- BAGIAN TEKS
Energi
Bersih Penopang Menjadi Negara Industri Maju Kurtubi ; Anggota DPR Periode 2014-2019, Alumnus
Colorado School of Mines, Institut Francaise du Petrole, dan Universitas
Indonesia |
KOMPAS, 28 Mei 2021
Untuk menjadi negara
industri maju pada tahun 2045, tidak bisa dicapai kalau pertumbuhan ekonomi
berputar-putar di sekitar 5 persen seperti yang terjadi selama puluhan tahun
pasca-oil boom pada tahun 1970-1990. Kalau ekonomi Indonesia hanya tumbuh
sekitar 5 persen, dapat dipastikan pada tahun 2045 Indonesia belum bisa masuk
menjadi negara industri maju seperti yang diprediksi PricewaterhouseCoopers
dan juga dicita-citakan Presiden Joko Widodo dan rakyat Indonesia. Karena itu, strategi
pembangunan yang berjalan selama ini, khususnya yang terkait dengan kebijakan
energi, harus disempurnakan, diubah, dan diarahkan agar proses penciptaan
nilai tambah (value added) terus tumbuh dengan peningkatan yang lebih tinggi.

- CATATAN KUMPULAN DATA

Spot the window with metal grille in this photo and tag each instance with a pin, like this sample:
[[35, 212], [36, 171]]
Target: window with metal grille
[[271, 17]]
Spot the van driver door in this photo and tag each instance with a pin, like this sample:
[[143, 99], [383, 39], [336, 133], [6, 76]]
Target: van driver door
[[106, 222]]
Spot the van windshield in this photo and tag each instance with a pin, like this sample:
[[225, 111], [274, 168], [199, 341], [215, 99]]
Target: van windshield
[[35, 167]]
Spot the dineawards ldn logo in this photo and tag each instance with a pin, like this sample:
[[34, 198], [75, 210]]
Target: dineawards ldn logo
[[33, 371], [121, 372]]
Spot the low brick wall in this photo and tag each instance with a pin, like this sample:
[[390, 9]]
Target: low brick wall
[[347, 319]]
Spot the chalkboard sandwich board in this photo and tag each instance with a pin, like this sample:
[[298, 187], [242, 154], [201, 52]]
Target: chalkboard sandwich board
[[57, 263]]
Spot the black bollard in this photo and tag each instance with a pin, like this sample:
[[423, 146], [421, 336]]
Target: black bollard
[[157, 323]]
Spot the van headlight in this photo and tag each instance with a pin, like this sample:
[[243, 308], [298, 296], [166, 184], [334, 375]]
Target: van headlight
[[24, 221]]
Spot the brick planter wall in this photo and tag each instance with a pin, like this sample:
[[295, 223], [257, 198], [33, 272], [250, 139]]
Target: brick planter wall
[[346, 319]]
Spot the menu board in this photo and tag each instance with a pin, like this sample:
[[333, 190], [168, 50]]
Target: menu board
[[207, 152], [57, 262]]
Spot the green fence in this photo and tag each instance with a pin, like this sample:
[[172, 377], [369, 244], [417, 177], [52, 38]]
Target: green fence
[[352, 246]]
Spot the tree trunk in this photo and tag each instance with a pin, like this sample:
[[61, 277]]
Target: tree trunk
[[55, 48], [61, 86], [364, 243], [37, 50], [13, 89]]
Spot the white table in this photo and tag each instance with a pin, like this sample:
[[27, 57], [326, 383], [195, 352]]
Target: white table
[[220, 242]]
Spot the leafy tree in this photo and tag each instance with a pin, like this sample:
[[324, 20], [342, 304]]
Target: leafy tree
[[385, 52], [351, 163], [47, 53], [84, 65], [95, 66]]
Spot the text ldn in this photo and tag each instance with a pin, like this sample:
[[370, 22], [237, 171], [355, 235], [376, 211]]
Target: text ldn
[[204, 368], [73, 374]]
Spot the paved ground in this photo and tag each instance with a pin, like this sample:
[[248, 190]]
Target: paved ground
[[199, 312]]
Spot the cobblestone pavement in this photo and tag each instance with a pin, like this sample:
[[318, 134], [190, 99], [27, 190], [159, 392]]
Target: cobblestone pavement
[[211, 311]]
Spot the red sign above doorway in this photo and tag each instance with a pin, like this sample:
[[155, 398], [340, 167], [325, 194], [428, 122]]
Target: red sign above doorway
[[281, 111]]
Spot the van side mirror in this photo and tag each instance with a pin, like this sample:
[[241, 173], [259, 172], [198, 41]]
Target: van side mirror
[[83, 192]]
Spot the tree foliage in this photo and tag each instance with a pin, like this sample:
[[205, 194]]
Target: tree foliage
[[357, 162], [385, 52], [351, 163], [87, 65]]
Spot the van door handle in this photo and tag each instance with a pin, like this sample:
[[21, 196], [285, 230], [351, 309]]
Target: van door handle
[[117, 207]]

- TUGAS YANG DIKERJAKAN
a) Tentukan apakah setiap pernyataan berikut sesuai dengan teks tentang energi bersih, lalu jawab ya atau tidak disertai kutipan persis dari teks yang menjadi dasarnya: (i) pertumbuhan ekonomi sekitar 5 persen sudah cukup bagi Indonesia untuk menjadi negara industri maju pada tahun 2045; (ii) masa oil boom yang disebut teks berlangsung pada tahun 1970-1990; (iii) strategi pembangunan yang terkait dengan kebijakan energi harus disempurnakan, diubah, dan diarahkan.
b) Perbarui baris-baris catatan dengan mengganti "tag each instance" menjadi "mark each instance" tanpa mengubah bagian lain. Mulailah dari baris yang memuat "Spot the low" dan berhentilah setelah baris yang memuat "[[55, 48], [61, 86], [364, 243], [37, 50], [13, 89]]", lalu tuliskan hanya baris-baris tersebut.
Teks dan catatan di atas tidak saling berkaitan.

- JAWABAN
a)
(i) Tidak: "Kalau ekonomi Indonesia hanya tumbuh sekitar 5 persen, dapat dipastikan pada tahun 2045 Indonesia belum bisa masuk menjadi negara industri maju"
(ii) Ya: "pasca-oil boom pada tahun 1970-1990"
(iii) Ya: "khususnya yang terkait dengan kebijakan energi, harus disempurnakan, diubah, dan diarahkan"

b)
Spot the low brick wall in this photo and mark each instance with a pin, like this sample:
[[390, 9]]
Target: low brick wall
[[347, 319]]
Spot the chalkboard sandwich board in this photo and mark each instance with a pin, like this sample:
[[298, 187], [242, 154], [201, 52]]
Target: chalkboard sandwich board
[[57, 263]]
Spot the black bollard in this photo and mark each instance with a pin, like this sample:
[[423, 146], [421, 336]]
Target: black bollard
[[157, 323]]
Spot the van headlight in this photo and mark each instance with a pin, like this sample:
[[243, 308], [298, 296], [166, 184], [334, 375]]
Target: van headlight
[[24, 221]]
Spot the brick planter wall in this photo and mark each instance with a pin, like this sample:
[[295, 223], [257, 198], [33, 272], [250, 139]]
Target: brick planter wall
[[346, 319]]
Spot the menu board in this photo and mark each instance with a pin, like this sample:
[[333, 190], [168, 50]]
Target: menu board
[[207, 152], [57, 262]]
Spot the green fence in this photo and mark each instance with a pin, like this sample:
[[172, 377], [369, 244], [417, 177], [52, 38]]
Target: green fence
[[352, 246]]
Spot the tree trunk in this photo and mark each instance with a pin, like this sample:
[[61, 277]]
Target: tree trunk
[[55, 48], [61, 86], [364, 243], [37, 50], [13, 89]]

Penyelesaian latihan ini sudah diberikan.